**EXERCISE:** Return every line in the rows below that contains the word "green".

**RAW RECORDS:**
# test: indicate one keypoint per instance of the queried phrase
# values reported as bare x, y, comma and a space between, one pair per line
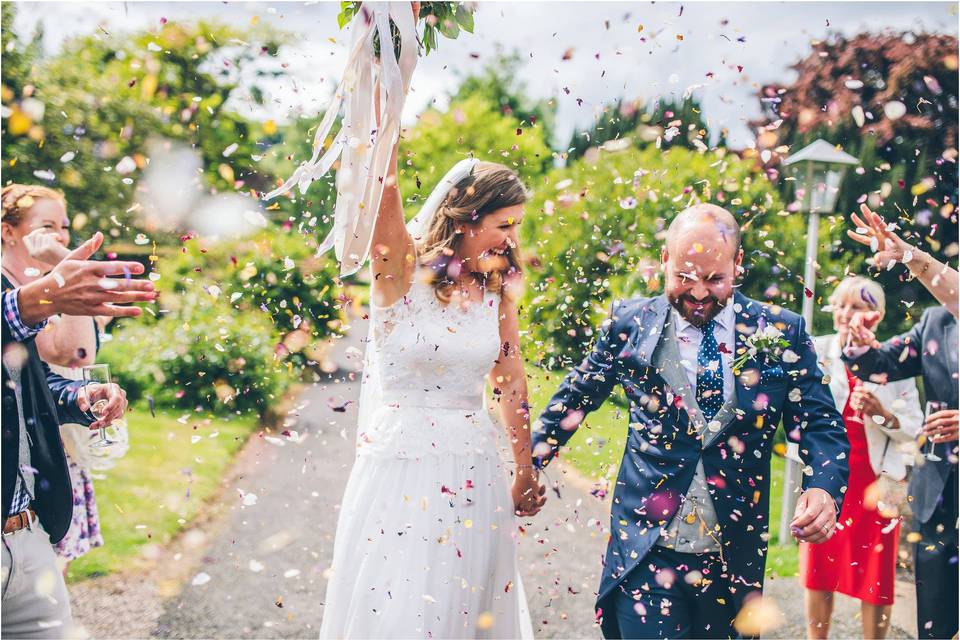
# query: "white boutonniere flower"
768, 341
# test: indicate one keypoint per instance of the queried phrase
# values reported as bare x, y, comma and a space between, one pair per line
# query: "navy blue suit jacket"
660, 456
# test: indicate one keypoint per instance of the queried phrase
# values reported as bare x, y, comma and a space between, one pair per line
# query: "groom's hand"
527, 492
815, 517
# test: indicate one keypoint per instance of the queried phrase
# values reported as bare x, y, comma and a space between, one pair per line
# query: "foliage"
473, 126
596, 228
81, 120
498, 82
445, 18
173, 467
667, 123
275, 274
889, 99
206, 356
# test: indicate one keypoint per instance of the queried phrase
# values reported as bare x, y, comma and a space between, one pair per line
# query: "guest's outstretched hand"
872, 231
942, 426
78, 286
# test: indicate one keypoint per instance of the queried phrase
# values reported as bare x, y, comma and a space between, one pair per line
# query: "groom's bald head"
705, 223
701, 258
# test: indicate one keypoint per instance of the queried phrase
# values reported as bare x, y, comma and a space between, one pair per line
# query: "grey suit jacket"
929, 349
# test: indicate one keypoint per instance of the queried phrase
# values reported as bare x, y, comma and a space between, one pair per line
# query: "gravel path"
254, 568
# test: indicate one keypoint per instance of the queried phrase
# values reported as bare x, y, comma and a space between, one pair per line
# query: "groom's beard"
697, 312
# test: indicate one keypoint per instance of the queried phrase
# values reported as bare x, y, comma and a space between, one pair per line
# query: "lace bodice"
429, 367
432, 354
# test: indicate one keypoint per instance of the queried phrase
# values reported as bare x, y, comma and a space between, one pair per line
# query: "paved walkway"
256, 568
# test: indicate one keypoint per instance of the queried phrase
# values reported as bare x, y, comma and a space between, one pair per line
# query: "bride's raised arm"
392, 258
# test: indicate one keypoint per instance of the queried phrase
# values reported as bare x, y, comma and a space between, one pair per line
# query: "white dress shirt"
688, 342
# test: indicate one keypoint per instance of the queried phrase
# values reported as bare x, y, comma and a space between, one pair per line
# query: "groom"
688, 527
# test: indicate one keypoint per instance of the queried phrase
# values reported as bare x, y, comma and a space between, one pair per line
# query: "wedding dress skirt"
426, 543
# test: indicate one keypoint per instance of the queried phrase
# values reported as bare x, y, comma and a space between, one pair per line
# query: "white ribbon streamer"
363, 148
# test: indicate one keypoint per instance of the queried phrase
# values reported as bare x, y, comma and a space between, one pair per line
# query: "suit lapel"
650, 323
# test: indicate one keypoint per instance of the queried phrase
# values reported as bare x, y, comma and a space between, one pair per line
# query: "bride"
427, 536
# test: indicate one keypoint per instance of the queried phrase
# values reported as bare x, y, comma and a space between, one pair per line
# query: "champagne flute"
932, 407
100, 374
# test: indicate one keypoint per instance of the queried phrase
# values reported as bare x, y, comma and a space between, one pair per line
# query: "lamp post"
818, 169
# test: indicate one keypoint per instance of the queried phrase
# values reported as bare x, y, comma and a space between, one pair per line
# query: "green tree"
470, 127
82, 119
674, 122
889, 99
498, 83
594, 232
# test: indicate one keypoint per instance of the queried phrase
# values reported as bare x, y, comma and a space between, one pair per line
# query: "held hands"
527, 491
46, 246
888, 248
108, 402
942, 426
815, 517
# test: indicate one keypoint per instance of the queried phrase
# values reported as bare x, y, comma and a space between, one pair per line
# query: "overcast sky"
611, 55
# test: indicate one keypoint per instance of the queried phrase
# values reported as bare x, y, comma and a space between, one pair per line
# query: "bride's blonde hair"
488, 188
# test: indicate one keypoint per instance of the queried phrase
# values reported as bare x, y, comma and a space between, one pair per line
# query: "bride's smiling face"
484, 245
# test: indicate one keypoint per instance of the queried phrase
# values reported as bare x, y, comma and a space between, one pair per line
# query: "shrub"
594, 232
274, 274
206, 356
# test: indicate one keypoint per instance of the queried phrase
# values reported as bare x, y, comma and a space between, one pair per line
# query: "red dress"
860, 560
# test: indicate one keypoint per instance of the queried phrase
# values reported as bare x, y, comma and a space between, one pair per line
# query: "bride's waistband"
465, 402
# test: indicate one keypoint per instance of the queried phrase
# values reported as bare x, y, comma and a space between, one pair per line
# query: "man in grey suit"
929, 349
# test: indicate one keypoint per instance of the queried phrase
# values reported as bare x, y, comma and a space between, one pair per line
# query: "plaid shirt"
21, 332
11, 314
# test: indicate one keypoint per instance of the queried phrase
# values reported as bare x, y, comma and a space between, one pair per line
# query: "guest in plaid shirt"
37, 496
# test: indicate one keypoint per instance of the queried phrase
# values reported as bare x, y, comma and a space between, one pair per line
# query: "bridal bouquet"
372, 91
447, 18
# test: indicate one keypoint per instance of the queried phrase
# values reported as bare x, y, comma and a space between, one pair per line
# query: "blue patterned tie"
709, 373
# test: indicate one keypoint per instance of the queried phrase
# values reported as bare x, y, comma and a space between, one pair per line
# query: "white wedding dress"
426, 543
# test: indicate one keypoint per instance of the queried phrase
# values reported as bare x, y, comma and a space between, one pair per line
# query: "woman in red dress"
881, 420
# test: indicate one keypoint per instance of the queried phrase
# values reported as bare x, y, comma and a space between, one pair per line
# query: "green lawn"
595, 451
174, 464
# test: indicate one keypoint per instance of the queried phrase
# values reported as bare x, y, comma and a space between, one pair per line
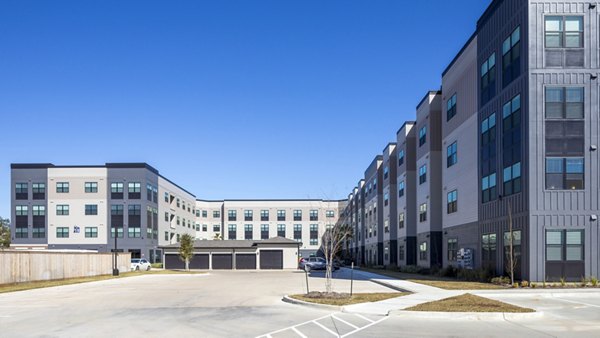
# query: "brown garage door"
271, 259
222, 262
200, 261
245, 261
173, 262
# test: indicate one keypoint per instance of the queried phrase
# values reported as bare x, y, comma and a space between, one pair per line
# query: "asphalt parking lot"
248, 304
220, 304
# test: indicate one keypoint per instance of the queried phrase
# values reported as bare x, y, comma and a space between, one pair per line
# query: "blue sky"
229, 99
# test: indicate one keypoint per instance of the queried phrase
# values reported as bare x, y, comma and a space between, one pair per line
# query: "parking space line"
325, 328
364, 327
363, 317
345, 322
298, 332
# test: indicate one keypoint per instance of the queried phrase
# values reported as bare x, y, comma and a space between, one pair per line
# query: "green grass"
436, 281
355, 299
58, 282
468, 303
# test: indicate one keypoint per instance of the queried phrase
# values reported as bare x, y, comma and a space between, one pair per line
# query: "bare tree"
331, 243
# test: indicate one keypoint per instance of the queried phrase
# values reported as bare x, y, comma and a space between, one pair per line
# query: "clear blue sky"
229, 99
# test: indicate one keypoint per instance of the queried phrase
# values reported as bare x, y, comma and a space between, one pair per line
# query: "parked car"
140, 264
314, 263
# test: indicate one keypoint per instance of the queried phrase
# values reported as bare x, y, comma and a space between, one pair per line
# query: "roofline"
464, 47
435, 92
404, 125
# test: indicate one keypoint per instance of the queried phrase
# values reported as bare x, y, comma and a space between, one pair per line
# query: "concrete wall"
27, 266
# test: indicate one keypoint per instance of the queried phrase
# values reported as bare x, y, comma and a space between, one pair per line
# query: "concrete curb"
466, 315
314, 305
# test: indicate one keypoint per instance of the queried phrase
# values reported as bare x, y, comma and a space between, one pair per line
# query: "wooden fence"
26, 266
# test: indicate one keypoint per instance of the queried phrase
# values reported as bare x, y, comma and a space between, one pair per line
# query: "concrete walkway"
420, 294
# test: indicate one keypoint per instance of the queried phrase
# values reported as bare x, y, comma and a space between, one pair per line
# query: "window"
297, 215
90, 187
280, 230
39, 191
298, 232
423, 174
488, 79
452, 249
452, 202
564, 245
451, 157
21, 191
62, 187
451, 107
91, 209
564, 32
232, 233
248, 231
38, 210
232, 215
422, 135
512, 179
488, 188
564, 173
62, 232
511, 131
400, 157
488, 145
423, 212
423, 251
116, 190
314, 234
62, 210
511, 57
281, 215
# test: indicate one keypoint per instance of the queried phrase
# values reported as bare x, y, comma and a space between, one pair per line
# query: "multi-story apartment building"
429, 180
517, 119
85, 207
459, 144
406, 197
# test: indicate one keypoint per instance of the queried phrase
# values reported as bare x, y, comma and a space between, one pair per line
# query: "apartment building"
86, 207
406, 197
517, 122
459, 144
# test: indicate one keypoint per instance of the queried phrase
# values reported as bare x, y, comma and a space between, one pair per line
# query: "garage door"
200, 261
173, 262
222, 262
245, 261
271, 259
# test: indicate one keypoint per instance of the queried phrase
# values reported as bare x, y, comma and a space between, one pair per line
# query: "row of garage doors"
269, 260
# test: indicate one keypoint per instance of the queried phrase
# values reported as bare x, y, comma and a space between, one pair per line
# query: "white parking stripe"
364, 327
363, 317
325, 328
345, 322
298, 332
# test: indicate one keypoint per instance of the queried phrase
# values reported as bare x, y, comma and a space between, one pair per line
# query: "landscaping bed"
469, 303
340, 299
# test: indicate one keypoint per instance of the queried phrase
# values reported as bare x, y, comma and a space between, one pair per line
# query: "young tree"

**RIGHT ANSWER:**
# query: "green tree"
# query: "green lawn"
# query: "green grass"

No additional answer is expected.